*** Begin section ***
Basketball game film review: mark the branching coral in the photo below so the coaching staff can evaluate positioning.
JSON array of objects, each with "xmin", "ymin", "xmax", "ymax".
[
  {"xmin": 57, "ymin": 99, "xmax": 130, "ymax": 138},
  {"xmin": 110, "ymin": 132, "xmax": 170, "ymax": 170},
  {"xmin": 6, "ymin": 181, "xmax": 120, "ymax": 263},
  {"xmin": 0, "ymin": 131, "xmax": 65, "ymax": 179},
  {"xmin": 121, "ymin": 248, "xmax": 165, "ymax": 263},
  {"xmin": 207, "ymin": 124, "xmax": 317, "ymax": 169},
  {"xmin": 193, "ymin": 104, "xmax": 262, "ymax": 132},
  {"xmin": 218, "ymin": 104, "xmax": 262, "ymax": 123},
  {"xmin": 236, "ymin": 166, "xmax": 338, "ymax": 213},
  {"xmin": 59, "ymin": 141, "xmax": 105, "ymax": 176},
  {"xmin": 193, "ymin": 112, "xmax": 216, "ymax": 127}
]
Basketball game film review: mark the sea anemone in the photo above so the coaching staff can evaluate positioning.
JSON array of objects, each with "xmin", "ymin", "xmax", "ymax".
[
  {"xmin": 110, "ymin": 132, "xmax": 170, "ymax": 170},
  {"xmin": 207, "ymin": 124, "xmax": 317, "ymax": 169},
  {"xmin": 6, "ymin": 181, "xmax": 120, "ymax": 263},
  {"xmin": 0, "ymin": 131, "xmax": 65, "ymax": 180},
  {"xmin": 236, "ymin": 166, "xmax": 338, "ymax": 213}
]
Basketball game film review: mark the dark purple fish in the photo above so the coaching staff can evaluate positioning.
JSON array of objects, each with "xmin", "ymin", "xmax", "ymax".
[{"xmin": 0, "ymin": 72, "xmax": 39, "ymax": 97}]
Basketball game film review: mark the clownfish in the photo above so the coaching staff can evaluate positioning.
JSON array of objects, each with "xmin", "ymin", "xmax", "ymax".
*** End section ***
▶ **What you need to do**: When a line in the records holds the string "staff", copy that line.

▶ **Response to the exercise**:
Basketball game film review: mark the branching coral in the photo below so the coaching staff can evaluate positioning.
Basketball game film review: mark the sea anemone in the photo above so the coaching staff can evaluate positioning.
Basketball game film review: mark the dark purple fish in the photo above so the coaching staff can evaluate positioning.
Basketball game film review: mark the clownfish in the photo above so the coaching staff can evaluate positioning.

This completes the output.